- _DOCUMENT SECTION_
When an early diagnosis seems to fit in with the initial assessment, as time goes by, we can be reluctant to stray from our early opinion, even when the patient returns with the same symptoms


‘There’s a lot of it about…’

Recently seen patients may have had had similar symptoms so it pops in higher up on our mental list of differentials, possibly erroneously. Just because a lot of them have it does not mean they all have it. When you hear hoofbeats, think horses certainly, but there are always one or two stray zebras around. Think the vomiting patient – probably norovirus, but could they have renal failure or a septicaemia?

Premature closure

‘That’s it, I have the solution, and we will proceed from here accordingly…’

‘Premature closure’ happens in the same way. The diagnostic pathway can be prematurely concluded, with no open view on whether symptoms and signs might be changing, or whether further investigations might be considered.

Think of the returning patient with recurrent ‘indigestion’ – could this be cardiac-related?

Confirmation bias

Similar to premature closure, confirmation bias can lead the clinician to unconsciously manipulate subsequent information, signs and symptoms to fit an initial diagnosis, closing down awareness of something else going on. For instance, a high potassium level might be explained away by considering it was caused by a haemolysed blood sample.

- _DIRECTIONS_
Rewrite the text on diagnostic bias between "Similar to premature" and "haemolysed blood sample.", inclusive, changing "clinician" to "doctor".

Stored data:
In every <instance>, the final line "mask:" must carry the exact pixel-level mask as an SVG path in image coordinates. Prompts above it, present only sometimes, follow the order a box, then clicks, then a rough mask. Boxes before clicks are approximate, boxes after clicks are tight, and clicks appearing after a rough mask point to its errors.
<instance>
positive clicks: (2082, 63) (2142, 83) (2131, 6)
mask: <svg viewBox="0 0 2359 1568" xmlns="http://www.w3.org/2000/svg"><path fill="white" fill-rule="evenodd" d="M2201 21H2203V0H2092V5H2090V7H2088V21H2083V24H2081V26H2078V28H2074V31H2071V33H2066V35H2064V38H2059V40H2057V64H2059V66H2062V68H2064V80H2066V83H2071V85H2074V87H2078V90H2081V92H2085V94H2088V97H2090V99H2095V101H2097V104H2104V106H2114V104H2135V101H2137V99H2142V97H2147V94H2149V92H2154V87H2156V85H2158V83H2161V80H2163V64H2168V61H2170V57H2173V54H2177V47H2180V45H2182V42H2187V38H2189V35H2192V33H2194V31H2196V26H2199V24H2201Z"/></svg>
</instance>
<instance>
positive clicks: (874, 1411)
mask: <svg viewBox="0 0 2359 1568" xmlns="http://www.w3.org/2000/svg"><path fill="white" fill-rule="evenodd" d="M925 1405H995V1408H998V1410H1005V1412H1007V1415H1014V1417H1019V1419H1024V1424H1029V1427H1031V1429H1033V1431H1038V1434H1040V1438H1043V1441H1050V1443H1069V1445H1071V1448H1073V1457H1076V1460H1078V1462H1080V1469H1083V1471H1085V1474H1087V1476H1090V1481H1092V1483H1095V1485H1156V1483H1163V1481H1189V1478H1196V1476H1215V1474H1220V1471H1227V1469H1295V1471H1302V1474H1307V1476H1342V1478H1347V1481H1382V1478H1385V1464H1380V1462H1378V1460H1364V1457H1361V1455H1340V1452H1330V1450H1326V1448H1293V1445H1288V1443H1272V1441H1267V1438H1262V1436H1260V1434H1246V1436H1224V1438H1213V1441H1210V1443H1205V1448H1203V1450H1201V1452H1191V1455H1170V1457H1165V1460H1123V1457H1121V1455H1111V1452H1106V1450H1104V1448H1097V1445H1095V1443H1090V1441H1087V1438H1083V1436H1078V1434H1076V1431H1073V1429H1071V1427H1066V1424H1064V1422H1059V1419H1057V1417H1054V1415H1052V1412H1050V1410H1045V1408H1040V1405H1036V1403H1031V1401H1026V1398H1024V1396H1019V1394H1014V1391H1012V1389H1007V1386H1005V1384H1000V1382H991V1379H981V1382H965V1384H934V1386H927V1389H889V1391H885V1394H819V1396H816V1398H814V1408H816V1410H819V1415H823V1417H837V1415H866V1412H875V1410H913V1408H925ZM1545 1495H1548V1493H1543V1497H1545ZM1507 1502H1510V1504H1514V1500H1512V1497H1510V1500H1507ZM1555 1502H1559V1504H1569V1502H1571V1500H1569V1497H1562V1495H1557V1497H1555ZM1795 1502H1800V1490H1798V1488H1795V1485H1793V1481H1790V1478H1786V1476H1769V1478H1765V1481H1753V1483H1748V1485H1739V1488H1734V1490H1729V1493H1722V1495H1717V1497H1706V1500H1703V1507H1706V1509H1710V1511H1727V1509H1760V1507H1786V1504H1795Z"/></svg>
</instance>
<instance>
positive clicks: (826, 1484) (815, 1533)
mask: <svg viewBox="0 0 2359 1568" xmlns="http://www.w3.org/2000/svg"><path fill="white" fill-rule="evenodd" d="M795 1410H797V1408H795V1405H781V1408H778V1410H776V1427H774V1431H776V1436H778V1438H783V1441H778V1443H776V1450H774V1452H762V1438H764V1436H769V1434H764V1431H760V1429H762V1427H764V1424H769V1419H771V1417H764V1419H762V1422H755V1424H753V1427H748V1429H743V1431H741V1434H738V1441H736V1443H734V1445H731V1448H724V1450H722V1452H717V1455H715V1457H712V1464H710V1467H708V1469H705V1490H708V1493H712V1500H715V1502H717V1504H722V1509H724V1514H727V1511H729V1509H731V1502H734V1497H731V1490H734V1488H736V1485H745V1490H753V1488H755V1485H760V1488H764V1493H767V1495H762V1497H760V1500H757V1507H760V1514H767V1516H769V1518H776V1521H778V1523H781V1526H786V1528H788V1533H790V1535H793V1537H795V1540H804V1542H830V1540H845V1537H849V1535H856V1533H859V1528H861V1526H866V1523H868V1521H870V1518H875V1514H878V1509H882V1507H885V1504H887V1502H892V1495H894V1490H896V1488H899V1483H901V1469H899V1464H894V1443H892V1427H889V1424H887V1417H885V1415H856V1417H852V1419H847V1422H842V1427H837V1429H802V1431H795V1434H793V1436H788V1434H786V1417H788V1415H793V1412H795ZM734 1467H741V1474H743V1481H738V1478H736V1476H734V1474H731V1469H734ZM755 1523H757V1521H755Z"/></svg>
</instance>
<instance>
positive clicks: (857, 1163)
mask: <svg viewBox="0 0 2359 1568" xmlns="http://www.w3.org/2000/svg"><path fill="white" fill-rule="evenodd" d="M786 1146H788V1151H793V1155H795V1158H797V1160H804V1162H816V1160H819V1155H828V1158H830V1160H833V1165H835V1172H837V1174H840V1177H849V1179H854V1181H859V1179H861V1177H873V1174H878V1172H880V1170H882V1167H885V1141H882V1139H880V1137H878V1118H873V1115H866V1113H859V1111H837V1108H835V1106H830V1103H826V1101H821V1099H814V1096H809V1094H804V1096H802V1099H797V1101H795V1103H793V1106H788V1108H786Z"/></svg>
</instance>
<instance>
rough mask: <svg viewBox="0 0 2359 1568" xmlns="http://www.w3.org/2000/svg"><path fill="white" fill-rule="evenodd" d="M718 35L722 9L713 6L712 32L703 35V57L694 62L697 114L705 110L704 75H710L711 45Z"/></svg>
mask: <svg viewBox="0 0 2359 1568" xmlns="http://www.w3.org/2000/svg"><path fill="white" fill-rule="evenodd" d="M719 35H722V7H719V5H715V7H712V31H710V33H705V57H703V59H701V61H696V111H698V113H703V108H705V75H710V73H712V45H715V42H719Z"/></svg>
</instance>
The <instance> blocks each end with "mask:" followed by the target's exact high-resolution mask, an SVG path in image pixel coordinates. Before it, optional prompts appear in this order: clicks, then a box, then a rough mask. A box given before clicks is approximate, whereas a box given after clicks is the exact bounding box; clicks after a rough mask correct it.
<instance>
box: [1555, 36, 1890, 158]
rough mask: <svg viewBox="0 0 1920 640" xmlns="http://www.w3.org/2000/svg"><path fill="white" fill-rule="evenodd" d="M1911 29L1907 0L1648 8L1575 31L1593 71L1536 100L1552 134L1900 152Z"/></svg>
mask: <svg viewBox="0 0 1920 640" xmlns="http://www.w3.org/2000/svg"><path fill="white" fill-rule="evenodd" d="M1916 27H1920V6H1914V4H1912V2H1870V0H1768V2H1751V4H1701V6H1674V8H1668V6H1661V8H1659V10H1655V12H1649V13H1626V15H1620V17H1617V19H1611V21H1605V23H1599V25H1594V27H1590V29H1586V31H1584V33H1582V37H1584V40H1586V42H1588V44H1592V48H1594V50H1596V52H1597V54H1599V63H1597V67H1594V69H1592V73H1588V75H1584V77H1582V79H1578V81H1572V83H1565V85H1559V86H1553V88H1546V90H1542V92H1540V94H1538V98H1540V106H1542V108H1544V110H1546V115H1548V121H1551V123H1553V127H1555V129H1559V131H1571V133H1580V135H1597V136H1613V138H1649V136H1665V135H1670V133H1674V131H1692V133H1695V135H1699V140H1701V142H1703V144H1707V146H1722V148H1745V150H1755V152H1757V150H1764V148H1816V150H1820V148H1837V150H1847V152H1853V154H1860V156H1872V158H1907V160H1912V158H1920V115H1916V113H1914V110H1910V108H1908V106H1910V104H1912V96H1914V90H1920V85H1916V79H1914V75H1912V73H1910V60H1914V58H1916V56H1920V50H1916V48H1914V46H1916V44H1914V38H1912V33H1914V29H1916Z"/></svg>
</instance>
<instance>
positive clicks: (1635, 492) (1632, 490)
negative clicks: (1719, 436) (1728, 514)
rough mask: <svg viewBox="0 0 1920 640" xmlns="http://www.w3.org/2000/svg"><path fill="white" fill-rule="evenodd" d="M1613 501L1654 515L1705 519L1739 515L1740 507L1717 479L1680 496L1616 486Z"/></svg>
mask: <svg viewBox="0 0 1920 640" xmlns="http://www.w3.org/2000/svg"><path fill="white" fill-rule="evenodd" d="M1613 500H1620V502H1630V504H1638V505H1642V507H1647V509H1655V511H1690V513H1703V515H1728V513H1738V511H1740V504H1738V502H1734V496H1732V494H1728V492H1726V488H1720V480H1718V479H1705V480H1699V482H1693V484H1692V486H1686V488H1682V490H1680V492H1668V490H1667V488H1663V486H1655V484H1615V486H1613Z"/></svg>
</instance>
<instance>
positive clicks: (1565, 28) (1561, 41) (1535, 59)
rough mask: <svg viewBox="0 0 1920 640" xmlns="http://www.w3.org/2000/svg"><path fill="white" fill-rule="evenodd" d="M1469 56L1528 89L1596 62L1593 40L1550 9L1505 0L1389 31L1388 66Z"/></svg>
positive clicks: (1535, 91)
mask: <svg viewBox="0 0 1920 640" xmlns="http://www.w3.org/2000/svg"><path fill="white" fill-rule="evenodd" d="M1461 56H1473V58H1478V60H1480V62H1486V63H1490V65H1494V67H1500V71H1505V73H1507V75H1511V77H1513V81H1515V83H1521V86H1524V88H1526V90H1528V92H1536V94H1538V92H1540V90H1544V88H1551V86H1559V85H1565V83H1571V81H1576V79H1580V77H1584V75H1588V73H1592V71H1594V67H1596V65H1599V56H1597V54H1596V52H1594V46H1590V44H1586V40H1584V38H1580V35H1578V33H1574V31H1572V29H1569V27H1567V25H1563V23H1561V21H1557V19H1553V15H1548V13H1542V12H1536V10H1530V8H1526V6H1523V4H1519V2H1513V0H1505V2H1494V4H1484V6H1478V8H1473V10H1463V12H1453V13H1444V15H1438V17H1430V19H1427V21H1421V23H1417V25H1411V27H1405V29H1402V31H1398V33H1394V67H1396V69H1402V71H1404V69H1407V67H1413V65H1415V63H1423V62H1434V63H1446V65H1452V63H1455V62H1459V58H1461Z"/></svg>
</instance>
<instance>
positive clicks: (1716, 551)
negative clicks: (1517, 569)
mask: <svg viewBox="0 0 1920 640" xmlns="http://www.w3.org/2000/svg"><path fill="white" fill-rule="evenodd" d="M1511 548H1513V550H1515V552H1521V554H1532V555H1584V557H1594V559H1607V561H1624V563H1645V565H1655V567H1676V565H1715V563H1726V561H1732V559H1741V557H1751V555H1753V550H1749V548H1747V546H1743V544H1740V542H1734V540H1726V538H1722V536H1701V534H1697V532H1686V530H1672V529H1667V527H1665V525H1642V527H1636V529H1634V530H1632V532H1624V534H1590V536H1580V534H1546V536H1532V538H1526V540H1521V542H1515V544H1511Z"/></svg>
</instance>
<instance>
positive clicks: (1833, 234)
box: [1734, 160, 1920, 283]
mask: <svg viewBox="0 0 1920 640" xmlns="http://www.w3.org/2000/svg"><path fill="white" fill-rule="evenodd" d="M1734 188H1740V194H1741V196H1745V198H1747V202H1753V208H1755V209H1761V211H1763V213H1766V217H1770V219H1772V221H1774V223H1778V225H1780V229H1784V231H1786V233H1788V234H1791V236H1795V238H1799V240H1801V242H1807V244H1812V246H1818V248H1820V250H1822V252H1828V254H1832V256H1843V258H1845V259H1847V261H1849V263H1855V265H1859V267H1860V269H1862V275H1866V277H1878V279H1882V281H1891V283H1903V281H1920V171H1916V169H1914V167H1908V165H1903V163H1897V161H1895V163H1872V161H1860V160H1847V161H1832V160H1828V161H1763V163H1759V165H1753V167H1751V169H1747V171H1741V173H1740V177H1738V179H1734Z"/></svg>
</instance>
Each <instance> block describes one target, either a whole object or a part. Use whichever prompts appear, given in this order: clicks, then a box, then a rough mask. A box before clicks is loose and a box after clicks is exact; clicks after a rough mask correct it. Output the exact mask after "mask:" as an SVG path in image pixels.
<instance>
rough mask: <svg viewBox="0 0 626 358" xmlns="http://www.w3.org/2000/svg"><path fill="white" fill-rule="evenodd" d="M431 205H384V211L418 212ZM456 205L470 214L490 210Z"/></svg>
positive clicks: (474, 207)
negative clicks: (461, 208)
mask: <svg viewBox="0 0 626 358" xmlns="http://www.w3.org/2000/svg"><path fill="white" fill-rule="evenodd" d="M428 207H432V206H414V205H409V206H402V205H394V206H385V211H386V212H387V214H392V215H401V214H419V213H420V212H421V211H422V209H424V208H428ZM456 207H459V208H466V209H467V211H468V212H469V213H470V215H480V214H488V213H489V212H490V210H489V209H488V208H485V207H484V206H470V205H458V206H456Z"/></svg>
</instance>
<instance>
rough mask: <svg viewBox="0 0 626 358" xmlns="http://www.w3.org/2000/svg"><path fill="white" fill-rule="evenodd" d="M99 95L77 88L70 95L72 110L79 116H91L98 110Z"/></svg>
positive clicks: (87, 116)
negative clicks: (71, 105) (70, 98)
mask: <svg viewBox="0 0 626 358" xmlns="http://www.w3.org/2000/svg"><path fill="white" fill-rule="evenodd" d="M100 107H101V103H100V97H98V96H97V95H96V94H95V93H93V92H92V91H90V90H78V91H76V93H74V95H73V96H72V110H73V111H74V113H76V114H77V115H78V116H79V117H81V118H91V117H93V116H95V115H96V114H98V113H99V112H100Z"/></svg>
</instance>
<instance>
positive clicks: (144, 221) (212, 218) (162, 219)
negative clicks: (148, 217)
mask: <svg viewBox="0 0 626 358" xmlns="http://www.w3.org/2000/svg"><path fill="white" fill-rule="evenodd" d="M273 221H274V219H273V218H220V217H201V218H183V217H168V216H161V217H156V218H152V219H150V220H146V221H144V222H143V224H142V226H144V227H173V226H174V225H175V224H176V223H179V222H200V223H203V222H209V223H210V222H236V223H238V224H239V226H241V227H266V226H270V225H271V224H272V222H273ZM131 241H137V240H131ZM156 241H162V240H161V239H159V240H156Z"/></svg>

- _ANSWER TO THE PROBLEM_
Similar to premature closure, confirmation bias can lead the doctor to unconsciously manipulate subsequent information, signs and symptoms to fit an initial diagnosis, closing down awareness of something else going on. For instance, a high potassium level might be explained away by considering it was caused by a haemolysed blood sample.